**SHORT EXERCISE:** Print every line of the listing exactly, please.

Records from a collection

########################################

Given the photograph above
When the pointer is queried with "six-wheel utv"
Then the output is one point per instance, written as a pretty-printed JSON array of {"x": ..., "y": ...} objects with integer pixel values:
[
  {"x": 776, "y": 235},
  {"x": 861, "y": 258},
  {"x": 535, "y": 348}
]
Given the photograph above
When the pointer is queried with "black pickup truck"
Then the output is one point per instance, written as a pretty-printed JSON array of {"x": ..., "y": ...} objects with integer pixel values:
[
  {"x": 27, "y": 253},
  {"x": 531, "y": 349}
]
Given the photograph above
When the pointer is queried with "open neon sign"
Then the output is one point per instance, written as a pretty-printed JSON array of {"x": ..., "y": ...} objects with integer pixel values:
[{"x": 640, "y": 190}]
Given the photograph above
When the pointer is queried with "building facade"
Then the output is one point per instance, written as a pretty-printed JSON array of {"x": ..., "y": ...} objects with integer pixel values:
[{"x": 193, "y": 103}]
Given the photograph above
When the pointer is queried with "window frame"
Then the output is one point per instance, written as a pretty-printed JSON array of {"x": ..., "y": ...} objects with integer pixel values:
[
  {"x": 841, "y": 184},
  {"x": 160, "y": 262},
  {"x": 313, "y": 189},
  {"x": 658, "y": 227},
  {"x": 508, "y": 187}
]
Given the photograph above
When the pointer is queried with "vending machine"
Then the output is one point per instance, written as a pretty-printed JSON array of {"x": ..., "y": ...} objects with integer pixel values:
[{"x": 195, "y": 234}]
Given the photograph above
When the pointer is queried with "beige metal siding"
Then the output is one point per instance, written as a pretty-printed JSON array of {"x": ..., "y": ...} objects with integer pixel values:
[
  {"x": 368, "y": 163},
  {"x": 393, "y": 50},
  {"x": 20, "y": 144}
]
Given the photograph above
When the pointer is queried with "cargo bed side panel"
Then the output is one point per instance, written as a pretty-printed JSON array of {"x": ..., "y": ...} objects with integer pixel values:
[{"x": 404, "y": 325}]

########################################

**COMPLETE OUTPUT:**
Given the photograph above
When the pointer is queried with "six-wheel utv"
Then the output is one point per instance, written as a pretty-printed JSON array of {"x": ..., "y": ...} objects with integer pixel values:
[
  {"x": 776, "y": 235},
  {"x": 861, "y": 258},
  {"x": 535, "y": 348}
]
Given the photograph above
When the pointer is queried with "black pickup truck"
Then the output is one point per instance, written as a pretty-printed JSON array of {"x": ..., "y": ...} objects with integer pixel values:
[
  {"x": 27, "y": 253},
  {"x": 531, "y": 349}
]
Given the photograph above
When the pointer is queried with "open neon sign"
Then the output is one point per instance, written as a pretty-printed JSON array of {"x": ..., "y": ...} objects with integer pixel values:
[{"x": 640, "y": 190}]
Given the photograph above
When the pointer is queried with "building facade"
Then the output is one point per instance, written as a pretty-printed JSON array of {"x": ..., "y": ...} objects with integer pixel values:
[{"x": 193, "y": 103}]
Given the photograph above
When the pointer is queried with "window frame"
Then the output is one point per instance, written as a pretty-printed JSON array of {"x": ..., "y": ...} objects with integer pixel values:
[
  {"x": 841, "y": 184},
  {"x": 160, "y": 262},
  {"x": 313, "y": 189},
  {"x": 658, "y": 227},
  {"x": 508, "y": 187}
]
Given the photograph above
When the pointer is queried with "vending machine"
Then the output is one point per instance, written as a pretty-printed JSON array of {"x": ..., "y": ...} objects with integer pixel values:
[{"x": 195, "y": 234}]
Given the photograph above
When the pointer is queried with "beige metal siding"
Then the output is one point per instance, written as a pretty-printed JSON array of {"x": ..., "y": ...} objects with integer pixel values:
[
  {"x": 368, "y": 163},
  {"x": 393, "y": 50},
  {"x": 20, "y": 144}
]
Given the photograph above
When the pointer is queried with "cargo bed side panel"
Then the output is one point per instance, written as a pretty-printed JSON array of {"x": ..., "y": ...} objects with integer pixel values:
[{"x": 404, "y": 325}]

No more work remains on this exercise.